Tuesday, May 13, 2014

Three Books On "Math" To Consider Reading

From Zero to Infinity, Constance Reid, c. 1992. A small, short. soft cover. This little classic, first published in 1955, was Constance Reid's first book, and it has earned a special place in popular mathematical literature -- from the back cover.

Conquering Calculus: The Easy Road to Understanding Mathematics, Jefferson Hane Weaver, c. 1998. Almost all prose, very few formulas or even numbers in the book. Deceptive title: not on "calculus" as I thought, but on "calculus" as in calculating. The author is a lawyer which explains a lot.

Trigonometric Delights, Eli Maor, c. 1998.
The first nine chapters require only basic algebra and trigonometry; the remaining chapters rely on some knowledge of calculus (no higher than Calculus II). Much of the material should thus be accessible to high school and college students.

Rhind Papyrus:
  • bought in 1858, by a Scottish lawyer and antiquarian, A. Henry Rhind
  • found a few years earlier in the ruins of a small building in Thebes (near present-day Luxor), Upper Egypt
  • 84 mathematical problems
  • a scroll 18 feet long; 13 inches wide
  • Rhind died at age 30; British Museum gets the papyrus; a bit of it missing; miraculously, the missing portion possessed by the New-York Historical Society; complete text is now available
  • originally copied around 1650 BC (reign of King A-user-Re, Hyksos dynasty)
  • probably written during reign of King Ne-ma'et-Re, Amenem-het III, 1849 to 1801 BC
Degree:
  • the word degree originated with the Greeks
  • Greek word "moira"
  • Arabs translated "moira" into daraja (akin to the Hebrew dar'ggah, a step on a ladder or scale); this in turn:
  • Latin: de gradus, --> degree
  • Greeks: the sixtieth part of a degree the "first part," the sixtieth part of that the "second part," and so on
  • Latin: the former was calls pars minuta prima ("first small part") and the latter pars minuta secunda ("second small part") from which came our minute and second
Radians:
  • why we use radians instead of degrees
  • eliminates the unwanted factor, π /180
  • also, a small angle and its sine are nearly equal numerically (p. 17)

+===+

WRITTEN TASK
Extend the math book notes beyond their last line, keeping their style. The listing that follows is separate material, unrelated to the math book notes.

RECORDED DATA

+===+

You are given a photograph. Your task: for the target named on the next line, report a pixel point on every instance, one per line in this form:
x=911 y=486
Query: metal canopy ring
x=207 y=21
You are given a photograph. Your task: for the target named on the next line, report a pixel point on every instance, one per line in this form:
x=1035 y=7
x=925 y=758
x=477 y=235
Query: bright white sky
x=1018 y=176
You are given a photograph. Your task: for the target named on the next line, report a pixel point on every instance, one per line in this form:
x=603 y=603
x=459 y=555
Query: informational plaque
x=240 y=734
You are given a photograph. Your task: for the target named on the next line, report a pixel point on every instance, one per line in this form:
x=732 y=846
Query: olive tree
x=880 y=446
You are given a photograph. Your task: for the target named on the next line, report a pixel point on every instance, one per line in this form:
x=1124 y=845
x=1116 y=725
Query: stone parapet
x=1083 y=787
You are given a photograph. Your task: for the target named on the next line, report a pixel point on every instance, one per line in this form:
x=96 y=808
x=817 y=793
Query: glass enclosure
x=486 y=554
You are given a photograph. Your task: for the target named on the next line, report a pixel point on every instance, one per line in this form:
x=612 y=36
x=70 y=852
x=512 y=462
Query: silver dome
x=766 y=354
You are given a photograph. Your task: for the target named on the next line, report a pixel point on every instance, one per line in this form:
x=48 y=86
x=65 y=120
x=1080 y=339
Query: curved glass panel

+===+

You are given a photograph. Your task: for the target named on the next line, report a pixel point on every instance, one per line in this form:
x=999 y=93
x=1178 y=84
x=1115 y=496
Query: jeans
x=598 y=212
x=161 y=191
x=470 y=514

+===+

TASK ANSWER
  • sine of one degree (sin 1°) = 0.0174524
  • one degree = 0.0174533 radian, so the angle and its sine agree to within one hundred thousandth; for an angle of 0.5° (again expressed in radians), the agreement is within one millionth, and so on -- the smaller than angle the closer the sine (of its measure in radians) and its measure in degrees (again: the sine of one 1°  = 0.0174524 and 1° = 0.0174533 radians;
  • again, 1° = 0.0174524 radians
  • sine (1) = 0.0174533
  • radian: modern vintage; coined by Lord Kelvin, 1871
Chords:
  • Greek trigonon = traingle
  • Greek metron = measure
  • ghomon: an analog device for computing cotangent function; ghomon = "shadow reckoning"
  • Hipparchus: trigonometry in the modern sense began with Hipparchus of Nicaea (ca. 190 - 120 BC); stars
  • Ptolemy: first major work on trigonometry to have come to us intact from Ptolemy (ca. 85 - ca. 165 AD); Alexandria, the intellectual center of the Hellenistic world (unrelated to the Ptolemy dynasty that ruled Egypt after the death of Alexander the Great in 323 BC); star catalog based on Hipparchus' work; names 48 constellations (still in use today); standard map used well into Middle Ages; greatest work, Almagest, a summary of mathematical astronomy, 13 books, reminiscent of the 13 books of Euclid's Elements (forms core of classical geometry); similarities go even farther; evolution of Almagest:
  • Ptolemy's title translated to "mathematical syntaxis"
  • later generations added the superlative megiste ("greatest")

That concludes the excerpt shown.